Now that I understand how to get continuous correlation from the matched filter (as explained in my previous blog entry), I am trying to boost the SNR of the filter and fish out the instantaneous jump in correlation when there is a chirp.  As shown in the last blog entry, that spike can be buried in the ambient sound (usually of much lower frequency than the near-Nyquist frequency of the correlation spike).  One of my favorite techniques is to subtract the median of rolling time window: the median is superior to the mean in smoothing a signal in a high noise environment.  The only problem is that rolling median is hard to compute, unlike the rolling mean.  The most naive implementation will sort the content of the rolling window at every sample point.  Even with an O(N logN) sorting algorithm, the cost of sorting goes up quickly as the window size grows.  More sophisticated running median algorithm tries to keep an ordered rolling window.  I actually tried to do this with a doubly linked list, with a special pointer to the median, as shown in the sketch below.

To be done –
Condense the paragraph in the excerpt above that begins "Now that I understand how to get continuous correlation" into a bulleted list that keeps its main facts.

Data –
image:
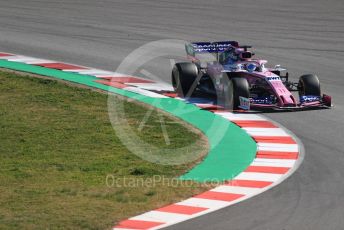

Answer for this exercise –
- The goal is to raise the matched filter's SNR and pick out the sudden jump in correlation when a chirp occurs.
- That spike can be buried in ambient sound, which is usually much lower in frequency than the near-Nyquist spike.
- A favored fix is subtracting the median of a rolling time window, since the median smooths a signal better than the mean when noise is high.
- Unlike a rolling mean, a rolling median is hard to compute.
- A naive approach sorts the window at every sample, and even O(N log N) sorting gets costly as the window grows.
- Smarter running-median algorithms keep the rolling window ordered; one attempt used a doubly linked list with a special pointer to the median.